Here, we offer a clear, jargon-free guide to the key differences between public and private cord blood banks. Is stem cell banking useful in England? And if so, what are your options?

Here at Cells4Life, we think it’s fair to say that the vast majority of us owe our health, wellbeing and in numerous instances, our lives to the amazing UK National Health Service.

With its rigorous challenges, it defines the expression “continuous stress-testing”. The NHS is surely and quite rightly, the envy of the world.

And that’s before we’ve even touched on the bravery and skills of thousands of frontline workers throughout the Covid-19 pandemic – which we won’t touch on in this blog, not least because there’s not enough room.

Private Vs. Public – The Lowdown

Let’s cut to the chase.

As a business, rather than a publicly funded body, Cells4Life charges our customers for the service we offer. The NHS doesn’t.

But.

Whilst this is fundamentally true, the two are not the same in any way.

Public and private cord banks are absolutely NOT in competition for umbilical cord blood. We’ll explain what this means, define the main difference, and explore further the benefits of private stem cell banking when it comes to the needs of your family.

DATA EXTRACT:
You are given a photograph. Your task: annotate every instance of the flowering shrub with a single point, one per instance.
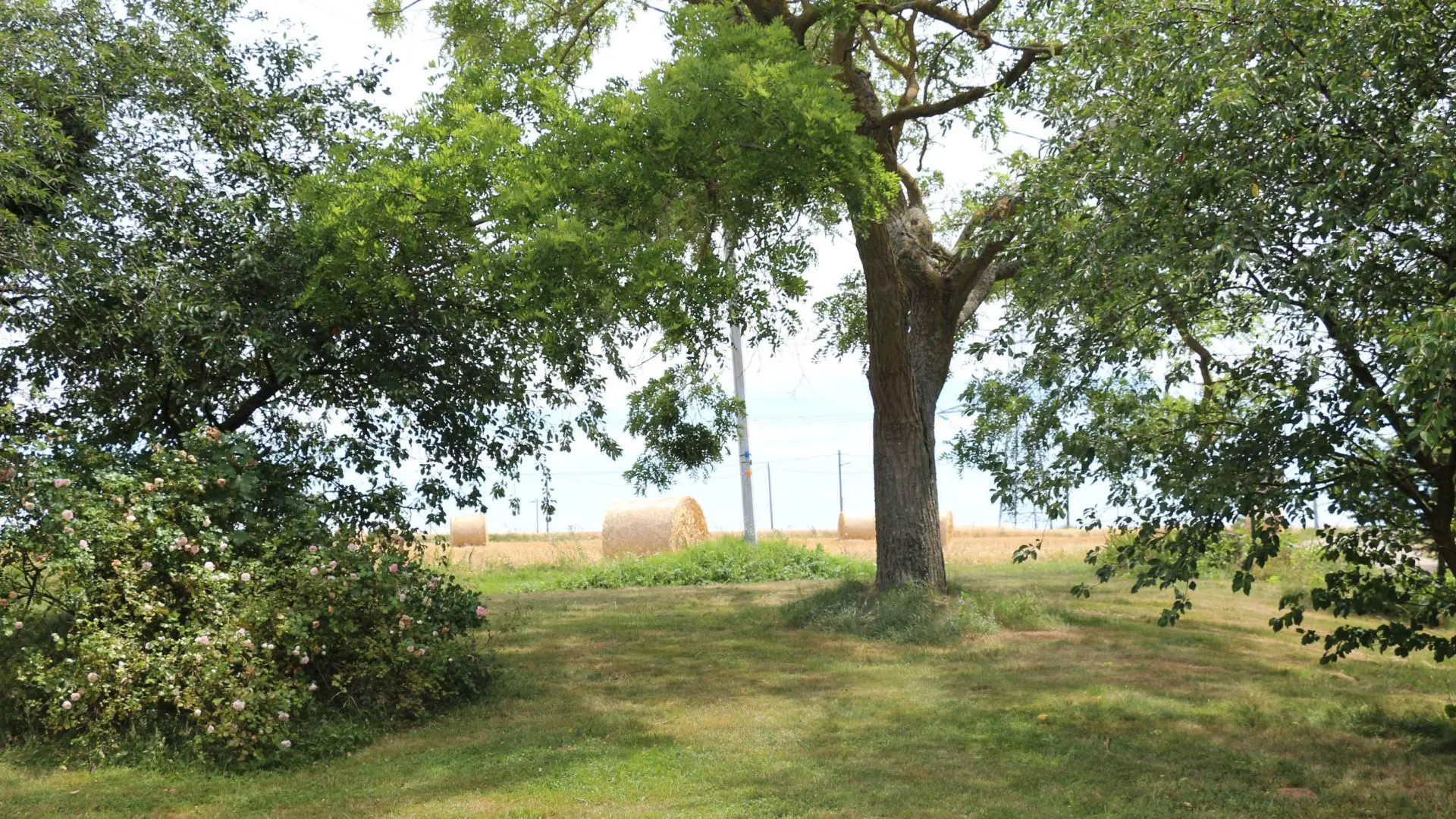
(181, 598)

WHAT IS REQUIRED: Translate into Spanish this sentence from the cord blood banking text: "Public and private cord banks are absolutely NOT in competition for umbilical cord blood." The listing plays no part in the task.

TASK RESULT: Los bancos de cordón públicos y privados NO compiten en absoluto por la sangre del cordón umbilical.